INSTRUCTIONS FOR THE TASK: Output exactly the lines from the line with "the white advertising" through the end of the records below. Include nothing else.
■ ■ ■ ■ ■ ■ ■
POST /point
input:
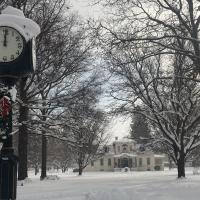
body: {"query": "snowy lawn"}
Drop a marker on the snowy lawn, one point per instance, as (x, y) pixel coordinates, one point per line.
(113, 186)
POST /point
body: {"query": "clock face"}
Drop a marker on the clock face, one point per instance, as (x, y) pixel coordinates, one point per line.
(11, 44)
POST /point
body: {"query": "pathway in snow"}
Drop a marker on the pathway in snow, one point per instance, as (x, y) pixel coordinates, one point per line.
(114, 186)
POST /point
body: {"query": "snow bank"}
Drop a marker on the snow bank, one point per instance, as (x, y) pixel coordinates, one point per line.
(114, 194)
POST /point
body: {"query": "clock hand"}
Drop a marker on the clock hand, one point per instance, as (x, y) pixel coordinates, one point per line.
(5, 38)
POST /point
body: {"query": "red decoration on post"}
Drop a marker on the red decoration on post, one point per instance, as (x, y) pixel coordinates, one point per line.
(5, 107)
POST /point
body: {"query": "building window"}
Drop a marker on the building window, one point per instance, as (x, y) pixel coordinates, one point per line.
(101, 161)
(109, 162)
(135, 162)
(158, 161)
(140, 162)
(148, 161)
(118, 149)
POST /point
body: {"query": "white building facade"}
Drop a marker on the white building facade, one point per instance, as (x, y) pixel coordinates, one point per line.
(125, 153)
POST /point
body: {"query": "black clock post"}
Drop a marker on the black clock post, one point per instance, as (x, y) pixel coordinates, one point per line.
(17, 60)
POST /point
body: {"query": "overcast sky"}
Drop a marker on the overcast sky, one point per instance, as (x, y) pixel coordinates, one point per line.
(119, 126)
(85, 8)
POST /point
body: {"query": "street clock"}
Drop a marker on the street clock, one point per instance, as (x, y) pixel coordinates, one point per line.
(12, 44)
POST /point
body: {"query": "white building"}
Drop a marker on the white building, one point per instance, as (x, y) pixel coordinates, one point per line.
(126, 153)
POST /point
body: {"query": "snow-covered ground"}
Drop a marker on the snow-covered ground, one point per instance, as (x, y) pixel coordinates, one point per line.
(113, 186)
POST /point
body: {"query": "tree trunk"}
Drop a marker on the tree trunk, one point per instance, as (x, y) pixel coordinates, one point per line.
(23, 134)
(181, 165)
(80, 168)
(44, 157)
(80, 171)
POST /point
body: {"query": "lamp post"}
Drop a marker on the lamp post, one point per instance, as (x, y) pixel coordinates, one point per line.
(17, 60)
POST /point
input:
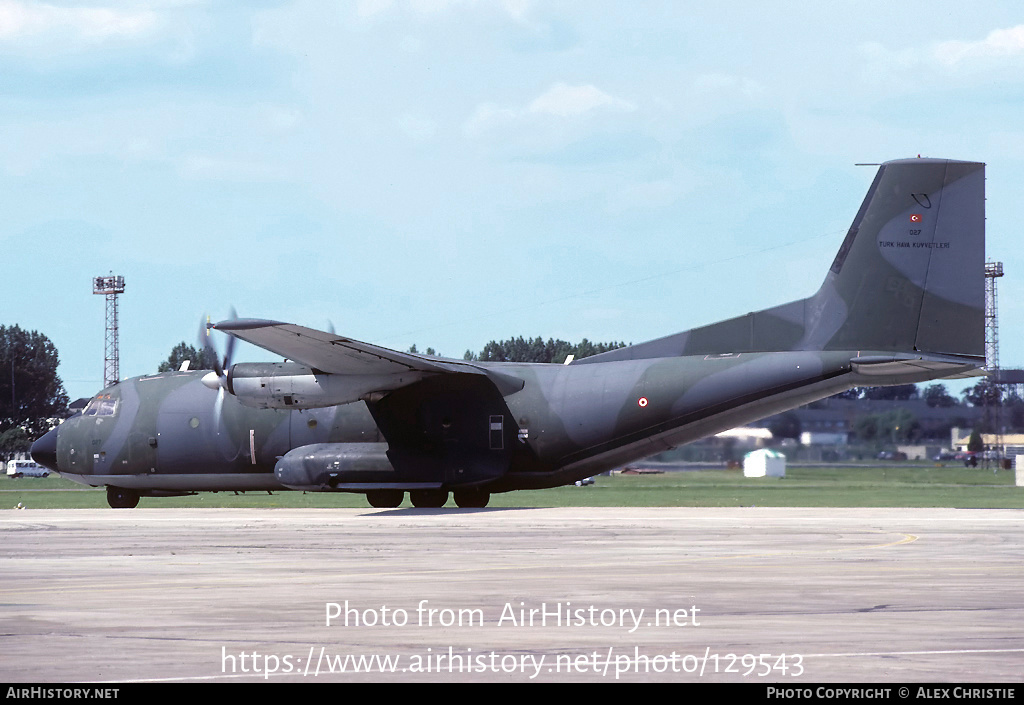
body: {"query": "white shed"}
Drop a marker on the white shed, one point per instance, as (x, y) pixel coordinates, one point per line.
(764, 462)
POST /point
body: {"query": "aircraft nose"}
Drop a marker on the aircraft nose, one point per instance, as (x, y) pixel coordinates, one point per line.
(44, 451)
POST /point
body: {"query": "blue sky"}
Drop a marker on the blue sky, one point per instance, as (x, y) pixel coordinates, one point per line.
(446, 172)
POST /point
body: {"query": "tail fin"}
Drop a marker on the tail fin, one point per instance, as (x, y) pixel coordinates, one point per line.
(909, 278)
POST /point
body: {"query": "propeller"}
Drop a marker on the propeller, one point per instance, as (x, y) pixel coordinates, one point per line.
(218, 378)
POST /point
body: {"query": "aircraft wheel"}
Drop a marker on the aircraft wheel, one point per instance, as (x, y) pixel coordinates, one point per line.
(385, 499)
(120, 498)
(471, 499)
(431, 499)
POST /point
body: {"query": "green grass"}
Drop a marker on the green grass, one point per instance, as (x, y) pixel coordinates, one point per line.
(804, 487)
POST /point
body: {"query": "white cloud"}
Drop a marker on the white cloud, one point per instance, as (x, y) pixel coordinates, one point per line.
(998, 44)
(560, 100)
(565, 100)
(516, 9)
(26, 21)
(1000, 48)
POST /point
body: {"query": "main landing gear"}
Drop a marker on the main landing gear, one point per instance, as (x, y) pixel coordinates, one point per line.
(120, 498)
(428, 499)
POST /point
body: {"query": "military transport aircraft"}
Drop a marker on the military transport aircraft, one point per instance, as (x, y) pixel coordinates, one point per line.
(903, 301)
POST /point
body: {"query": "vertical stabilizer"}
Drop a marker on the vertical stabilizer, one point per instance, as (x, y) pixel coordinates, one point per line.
(909, 276)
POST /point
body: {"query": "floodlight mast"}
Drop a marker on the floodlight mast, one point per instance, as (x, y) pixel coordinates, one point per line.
(111, 286)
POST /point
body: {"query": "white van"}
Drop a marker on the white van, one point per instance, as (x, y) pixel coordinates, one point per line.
(26, 468)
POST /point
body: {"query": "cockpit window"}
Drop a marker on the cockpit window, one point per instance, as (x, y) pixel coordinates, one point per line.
(101, 407)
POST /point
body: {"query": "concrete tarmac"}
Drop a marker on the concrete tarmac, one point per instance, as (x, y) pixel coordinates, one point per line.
(777, 595)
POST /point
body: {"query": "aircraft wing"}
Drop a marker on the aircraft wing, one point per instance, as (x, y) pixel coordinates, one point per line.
(328, 351)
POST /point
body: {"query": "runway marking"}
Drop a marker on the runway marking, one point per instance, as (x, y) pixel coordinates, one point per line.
(630, 662)
(104, 587)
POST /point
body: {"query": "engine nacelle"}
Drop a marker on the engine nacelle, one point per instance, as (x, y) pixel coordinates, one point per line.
(290, 385)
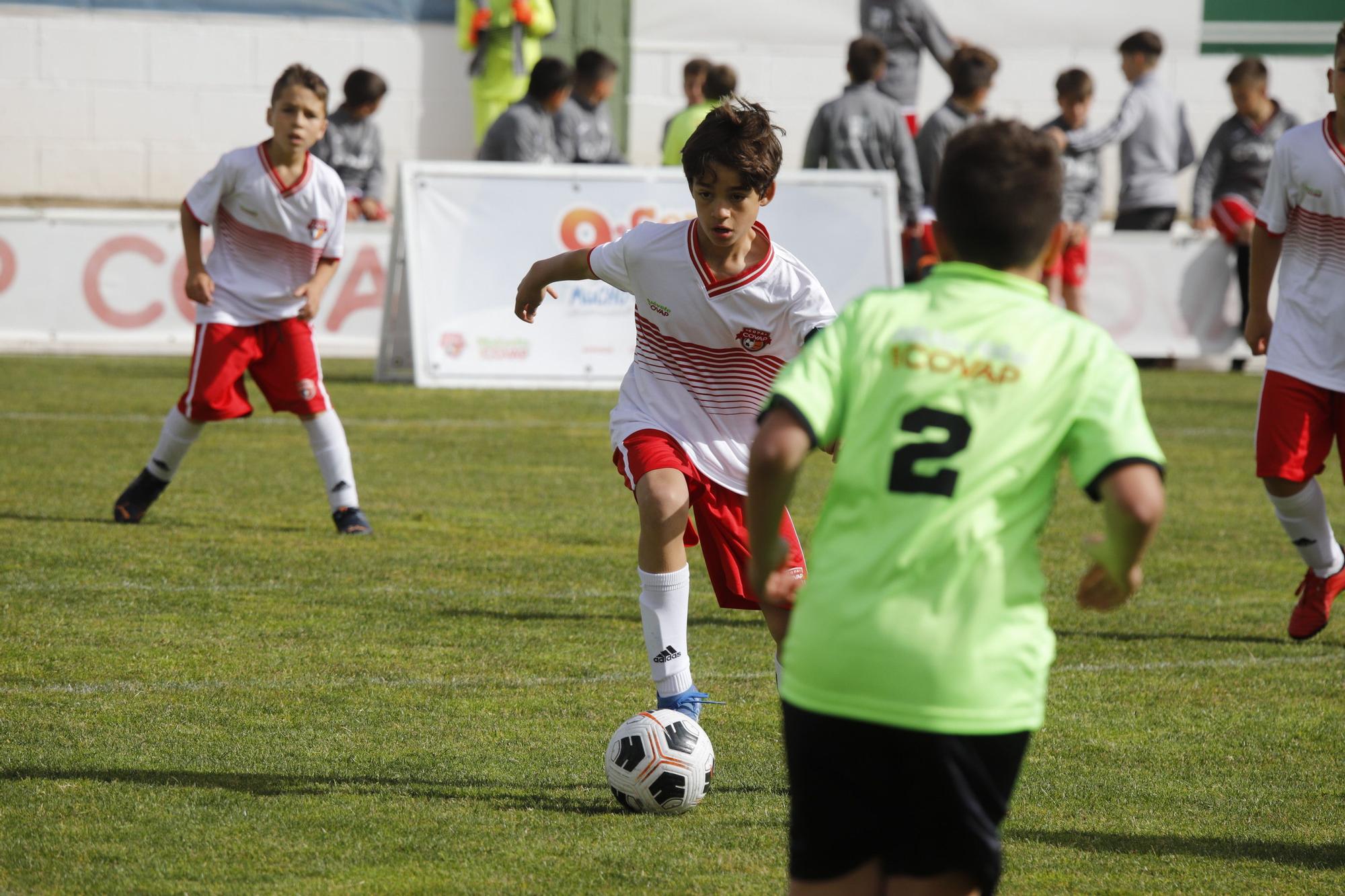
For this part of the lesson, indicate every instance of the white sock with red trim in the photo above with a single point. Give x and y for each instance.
(664, 606)
(328, 439)
(1304, 518)
(174, 442)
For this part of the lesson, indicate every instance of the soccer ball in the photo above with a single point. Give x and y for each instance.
(660, 762)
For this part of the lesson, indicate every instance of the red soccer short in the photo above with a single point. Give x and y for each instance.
(1071, 266)
(1230, 213)
(279, 354)
(719, 513)
(1296, 425)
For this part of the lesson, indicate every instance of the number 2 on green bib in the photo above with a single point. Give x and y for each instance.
(905, 477)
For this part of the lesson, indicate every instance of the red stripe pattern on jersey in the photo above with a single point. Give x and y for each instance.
(720, 287)
(267, 255)
(1316, 241)
(727, 382)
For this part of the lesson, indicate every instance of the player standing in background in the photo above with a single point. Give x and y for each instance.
(693, 87)
(279, 216)
(719, 310)
(720, 84)
(1155, 139)
(354, 149)
(584, 124)
(1231, 178)
(905, 28)
(1081, 194)
(973, 72)
(864, 130)
(505, 38)
(921, 638)
(527, 132)
(1301, 222)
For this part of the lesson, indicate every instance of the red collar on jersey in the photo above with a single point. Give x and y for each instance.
(720, 287)
(275, 175)
(1330, 132)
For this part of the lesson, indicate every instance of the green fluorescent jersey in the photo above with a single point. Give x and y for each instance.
(956, 401)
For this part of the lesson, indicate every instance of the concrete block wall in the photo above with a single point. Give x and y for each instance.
(790, 54)
(135, 107)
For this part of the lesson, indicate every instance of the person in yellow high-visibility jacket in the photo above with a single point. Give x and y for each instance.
(506, 41)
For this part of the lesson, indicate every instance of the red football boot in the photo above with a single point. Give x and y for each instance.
(1315, 604)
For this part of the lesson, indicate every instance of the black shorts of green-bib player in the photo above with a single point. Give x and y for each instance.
(919, 643)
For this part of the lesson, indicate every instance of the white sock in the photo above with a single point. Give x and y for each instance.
(328, 438)
(174, 442)
(664, 603)
(1304, 518)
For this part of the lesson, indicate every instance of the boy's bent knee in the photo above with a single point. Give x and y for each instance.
(1278, 487)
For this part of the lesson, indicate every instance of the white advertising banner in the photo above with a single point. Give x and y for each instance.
(110, 282)
(471, 231)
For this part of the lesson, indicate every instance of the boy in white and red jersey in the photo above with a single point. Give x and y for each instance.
(719, 310)
(1301, 222)
(279, 217)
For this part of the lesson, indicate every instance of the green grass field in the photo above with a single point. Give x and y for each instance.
(232, 698)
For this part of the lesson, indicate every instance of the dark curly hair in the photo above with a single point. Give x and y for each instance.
(738, 135)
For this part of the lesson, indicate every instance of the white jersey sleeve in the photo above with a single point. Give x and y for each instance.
(1278, 198)
(609, 261)
(205, 196)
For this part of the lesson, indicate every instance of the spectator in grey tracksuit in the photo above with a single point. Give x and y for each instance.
(584, 126)
(864, 128)
(1233, 175)
(905, 28)
(1155, 140)
(354, 149)
(527, 131)
(973, 73)
(1081, 200)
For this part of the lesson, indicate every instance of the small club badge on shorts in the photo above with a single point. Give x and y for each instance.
(754, 339)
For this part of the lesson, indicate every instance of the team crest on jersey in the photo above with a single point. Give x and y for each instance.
(754, 339)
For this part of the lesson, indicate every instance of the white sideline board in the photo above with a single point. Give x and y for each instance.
(467, 232)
■ ■ ■ ■ ■ ■ ■
RESPONSE TO THE EXERCISE:
For this part of the lesson, indicate every instance of the white advertising banner in the photo above with a single point. Give x and y for each instance.
(110, 282)
(471, 231)
For this part of the lesson, indicate every instance of the boy in white and red jersey in the photo above with a single point. Give x and y for each instance.
(719, 310)
(1301, 222)
(279, 217)
For this part of the lesson, indicate every instance of the green grass field in the photo above with a single point. Give x and y for each instance.
(232, 698)
For this part of the lesson, indicate every instance of the dark curly hair in the photo above with a single point. Give x and y for each instance.
(738, 135)
For this part of the lesson, indicate every instance of the white jersey sleeve in the photo above with a single point. Give x and y for each instance.
(1278, 198)
(609, 261)
(205, 196)
For this part of the lesson, indicate every instance of the spectator in grey tracksuit in the photo above with a single point. Give x and y for each instance.
(584, 126)
(864, 128)
(1233, 175)
(905, 28)
(1155, 140)
(354, 149)
(527, 131)
(973, 73)
(1081, 200)
For this part of the lesson, indicate every instance of the small club badge on shorts in the photo above with a single point. Give x and y for each instance.
(754, 339)
For this part of the lesson, indicate every instance of the team crest on jersey in the photo above with a single point. Give x and y for each instance.
(754, 339)
For this part of the lesson, indicate every instance of the white sideline board in the photo above with a single point. Give x and y for each instance.
(467, 232)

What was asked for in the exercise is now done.